→ **Direction**:
Reproduce only the lines from the line with "for the pink-tinged" to the line with "for the mountain", both included, and change "fjord water" to "lake water" while keeping everything else the same.

→ **Listing**:
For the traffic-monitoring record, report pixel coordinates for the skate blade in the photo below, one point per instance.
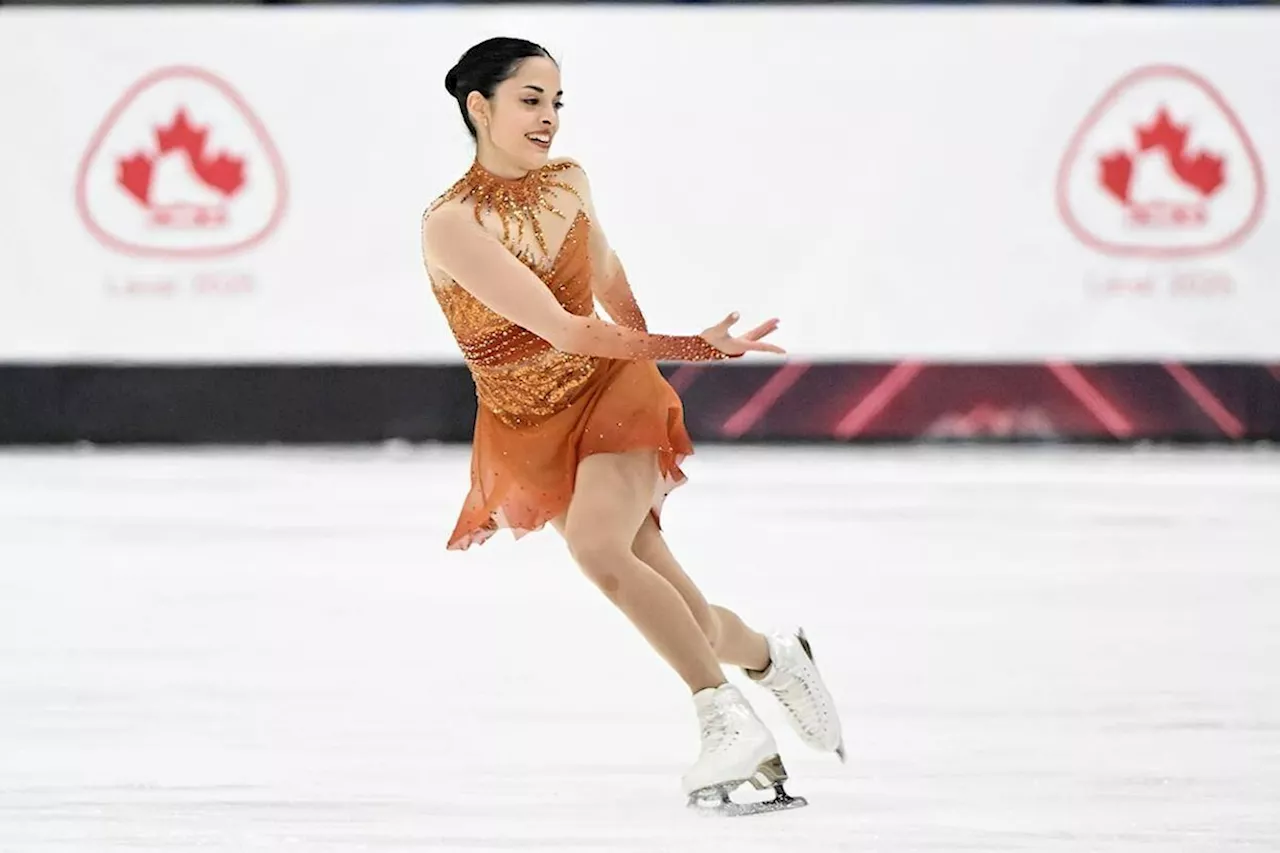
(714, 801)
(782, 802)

...

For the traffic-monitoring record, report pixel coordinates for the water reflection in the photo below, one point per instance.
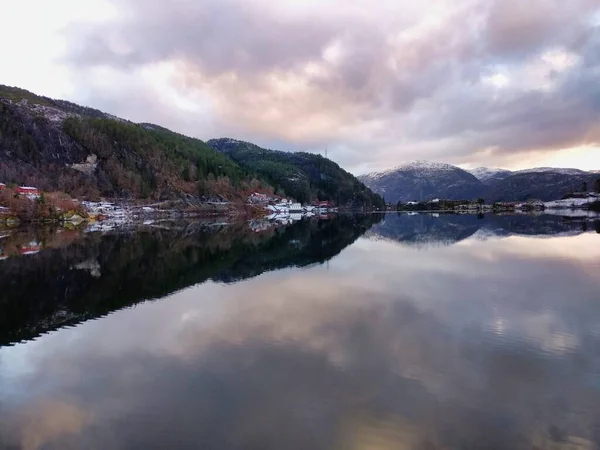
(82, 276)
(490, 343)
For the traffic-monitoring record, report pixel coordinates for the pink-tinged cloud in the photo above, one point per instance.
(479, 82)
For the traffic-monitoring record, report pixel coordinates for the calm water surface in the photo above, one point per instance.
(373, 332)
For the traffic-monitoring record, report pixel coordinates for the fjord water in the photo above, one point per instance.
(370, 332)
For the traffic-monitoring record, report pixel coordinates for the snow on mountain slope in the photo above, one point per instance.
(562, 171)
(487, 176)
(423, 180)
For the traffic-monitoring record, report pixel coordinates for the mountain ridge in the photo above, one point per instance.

→ **Correct result**:
For the traffic-monitoring record, report pixel coordinates for the pink-tinged cloud in the photo above, one point per instance.
(479, 82)
For the traffic-monitoring record, report pixel coordinates for the calm water surface in the photo above, one point per instance.
(373, 332)
For the traffic-monitoring record, report pixel coordinates for the lake water in the photo above, one point per instance.
(370, 332)
For the traffic-monitoring record, report pixel coordinates for the snow on mountain slope in the photo above, one point per instance.
(562, 171)
(487, 176)
(423, 180)
For the traffic-monitoring record, report pixel coordinates for the mountain ridge in the photo above, one point per instance.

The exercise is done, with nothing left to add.